• [Document extract]
* Begin *
Re: Add /ready-to-test bot to airflow CI

Jarek Potiuk Sat, 24 Oct 2020 12:14:28 -0700

Some short update - seems like we can get 50% 60% saving in job usage by
the "unapproved PRs". We are progressing with implementation :D.


On Sat, Oct 24, 2020 at 10:55 AM Jarek Potiuk <jarek.pot...@polidea.com>
wrote:

> FYI. We found out with Tobiasz, that it will be a bit better and if we add
> "*Approved*" label in the PR that the workflow will automatically set
> when the issue gets approved.
>
> This way we have state of the PR approval (we know when it changes) and
> know that we should re-run last "small matrix" successful run when the
> label changes to "Approved".
>
> This will also be an additional indication to committers in case of
> queues and delays we se. It might be that the "small" matrix run is already
> successful, the PR gets approved but the "full matrix build" is delayed due
> to queuing. Such PR will have green "merge" button and might get merged by
> mistake - but it will not have the "Approved" label yet. Setting the label
> and re-running the build will happen at the same time.
>
> But I start thinking this label should be named differently  - how about 
> "*Ready
> to merge*" maybe? Or maybe other ideas?
>
> J.
>
>
>
>
> On Sat, Oct 24, 2020 at 1:10 AM Daniel Imberman <daniel.imber...@gmail.com>
> wrote:
>
>> +1000!
>>
>> via Newton Mail
>> <https://cloudmagic.com/k/d/mailapp?ct=dx&cv=10.0.51&pv=10.15.6&source=email_footer_2>
>>
>> On Fri, Oct 23, 2020 at 8:22 AM, Jarek Potiuk <jarek.pot...@polidea.com>
>> wrote:
>>
>> Thanks Tobiasz :). fantastic.
>>
>> I prepared a very short and simple design doc
>> https://docs.google.com/document/d/16rwyCfyDpKWN-DrLYbhjU0B1D58T1RFYan5ltmw4DQg/edit#
>> where we can collaborate.
>>
>> I also added you as collaborator to
>> https://github.com/potiuk/get-workflow-origin that we already use, and I
>> think you can update the "get workflow origin" plugin to include status of
>> the PR in the output of the action (ore maybe we find out that we already
>> have what we need in GitHub context).
>>
>> I will take a look at finding out how/if we can trigger the "full build"
>> automatically when approval status changes from "Not approved" to
>> "Approved".
>>
>> J.
>>
>>
>>
>>
>> On Thu, Oct 22, 2020 at 7:20 PM Tobiasz Kędzierski <
>> tobiasz.kedzier...@polidea.com> wrote:
>>
>>> Hi Jarek.
>>>
>>> sounds good to me. I am happy to help you as much as I can with it.
* End *
• [Recorded data]
* Begin *
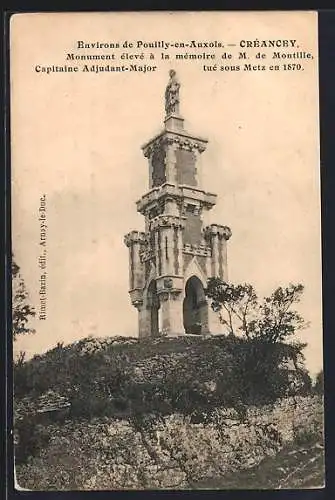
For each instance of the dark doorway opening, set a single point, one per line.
* End *
• [What you have to do]
Please carry on the email thread about adding a ready-to-test bot to Airflow CI, starting right after its last line. The material stands apart from the email thread on the Airflow CI bot.

• [Result of this task]
>>>
>>> BR
>>> Tobiasz
>>>
>>> On Thu, Oct 22, 2020 at 9:06 AM Jarek Potiuk <jarek.pot...@polidea.com>
>>> wrote:
>>>
>>>> *TLDR; I thought about it a bit and I have a proposal on how to solve
>>>> it even better - one that can be implemented over the weekend (I volunteer
>>>> :) ) and that can be very easily shared and adopted by the other ASF
>>>> projects so that we all collectively decrease the strain on Github Actions.
>>>> *
>>>>
>>>> This is in parallel to our efforts on having self-hosted workers of
>>>> course, but I think it will be needed anyway. Let me put it in a bit of
>>>> context
>>>>
>>>> *Problem statement: *
>>>>
>>>> * the root cause of the problem is that we are competing with many
>>>> other projects of ASF for the 180 jobs. I have started the discussion in
>>>> bui...@apache.org about this:
>>>> https://lists.apache.org/thread.html/r1708881f52adbdae722afb8fea16b23325b739b254b60890e72375e1%40%3Cbuilds.apache.org%3E
>>>> and it's clear all ASF projects using GA have the same problem and compete
>>>> against each other for the jobs.
>>>> * if we decrease the strain on our side, this is not solving the
>>>> problem long term. We keep on doing it already, and we already decrease a
>>>> lot of strain, but other projects from ASF increase their strain in the
>>>> meantime (Apache Beam, Skywalking, and few other projects are becoming
>>>> heavy GitHub Actions users).
>>>> * in all the projects that I looked at, we have the same root cause.
>>>> Matrix strategy of builds causes enormous strain on Github Actions if the
>>>> whole matrix is run for all PRs. We are going to make it works sustainably
>>>> only if we come up with an easy solution, that can be applied to all those
>>>> projects.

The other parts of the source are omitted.